__Directions for this task__
Rewrite the items between the line holding "Identify any visible person walking." and the end of the items, inclusive, keeping the requests unchanged and scaling every bounding box coordinate in the answers by 0.95, rounded to whole numbers with halves rounded up. Leave the numbers in the format samples unchanged.

__Task inputs__
++++

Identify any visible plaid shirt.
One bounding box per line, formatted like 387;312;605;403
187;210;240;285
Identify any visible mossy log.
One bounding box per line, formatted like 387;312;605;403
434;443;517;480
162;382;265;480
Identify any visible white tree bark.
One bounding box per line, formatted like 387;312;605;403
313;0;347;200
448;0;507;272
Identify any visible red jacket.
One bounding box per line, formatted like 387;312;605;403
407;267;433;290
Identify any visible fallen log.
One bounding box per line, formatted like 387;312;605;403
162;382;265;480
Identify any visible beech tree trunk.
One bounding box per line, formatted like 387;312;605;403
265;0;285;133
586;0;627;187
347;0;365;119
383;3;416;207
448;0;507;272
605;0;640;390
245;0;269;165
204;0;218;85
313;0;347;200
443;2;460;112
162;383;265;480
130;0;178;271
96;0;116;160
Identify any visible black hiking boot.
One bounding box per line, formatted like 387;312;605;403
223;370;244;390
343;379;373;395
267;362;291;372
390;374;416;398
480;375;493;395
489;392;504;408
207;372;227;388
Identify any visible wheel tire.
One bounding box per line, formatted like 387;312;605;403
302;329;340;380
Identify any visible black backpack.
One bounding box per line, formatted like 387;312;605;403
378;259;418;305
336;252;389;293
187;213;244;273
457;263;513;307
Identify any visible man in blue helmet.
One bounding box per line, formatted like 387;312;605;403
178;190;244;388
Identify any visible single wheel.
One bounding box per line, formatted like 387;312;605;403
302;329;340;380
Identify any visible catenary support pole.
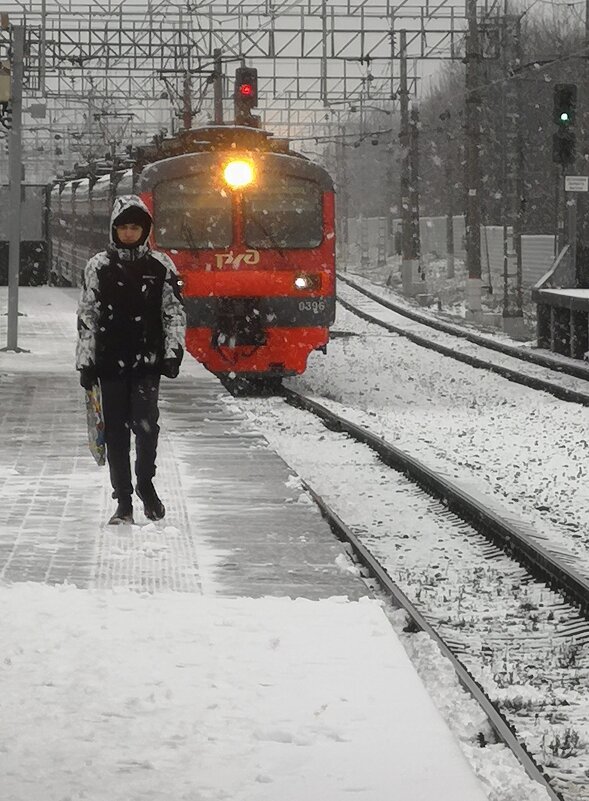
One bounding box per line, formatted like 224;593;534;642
465;0;482;316
6;25;25;352
399;30;418;295
213;48;223;125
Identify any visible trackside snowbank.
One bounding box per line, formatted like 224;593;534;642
0;583;485;801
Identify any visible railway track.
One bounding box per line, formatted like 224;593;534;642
258;389;589;801
338;275;589;406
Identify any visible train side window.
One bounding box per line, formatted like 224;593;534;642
243;175;323;249
153;176;233;250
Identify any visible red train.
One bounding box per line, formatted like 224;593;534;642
50;126;335;383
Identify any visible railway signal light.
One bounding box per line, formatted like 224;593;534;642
552;83;577;128
223;159;254;189
233;67;258;127
552;83;577;165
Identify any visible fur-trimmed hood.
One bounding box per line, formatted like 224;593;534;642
108;195;153;261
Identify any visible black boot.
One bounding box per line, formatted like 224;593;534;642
108;495;134;526
137;481;166;520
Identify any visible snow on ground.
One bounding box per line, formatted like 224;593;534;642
292;298;589;571
0;288;560;801
0;583;484;801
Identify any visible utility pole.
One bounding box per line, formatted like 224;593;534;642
213;48;223;125
446;130;456;278
465;0;482;317
3;25;25;353
336;125;349;269
182;70;192;131
399;30;419;295
576;0;589;288
409;103;418;280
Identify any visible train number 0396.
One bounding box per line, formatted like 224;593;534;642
299;300;325;314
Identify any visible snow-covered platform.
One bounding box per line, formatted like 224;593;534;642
0;287;486;801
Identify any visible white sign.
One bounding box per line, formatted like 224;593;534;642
564;175;589;192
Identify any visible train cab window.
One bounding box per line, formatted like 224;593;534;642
153;176;233;250
243;175;323;248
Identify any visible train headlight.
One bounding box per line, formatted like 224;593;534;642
223;159;254;189
294;273;321;289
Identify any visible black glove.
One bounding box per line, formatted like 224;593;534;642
80;367;98;389
162;359;180;378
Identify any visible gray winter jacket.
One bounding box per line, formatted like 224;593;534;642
76;195;186;378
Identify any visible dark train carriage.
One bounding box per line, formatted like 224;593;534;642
0;184;49;286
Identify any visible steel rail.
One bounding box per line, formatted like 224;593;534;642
337;298;589;406
281;388;589;617
302;481;564;801
337;273;589;380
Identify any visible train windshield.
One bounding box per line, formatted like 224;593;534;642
243;175;323;249
153;176;233;250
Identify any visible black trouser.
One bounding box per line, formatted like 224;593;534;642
100;375;160;498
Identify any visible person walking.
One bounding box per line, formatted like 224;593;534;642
76;195;186;525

++++

__Full response__
Identify any visible person walking.
One bounding box per line, formatted like 224;593;534;642
72;185;177;499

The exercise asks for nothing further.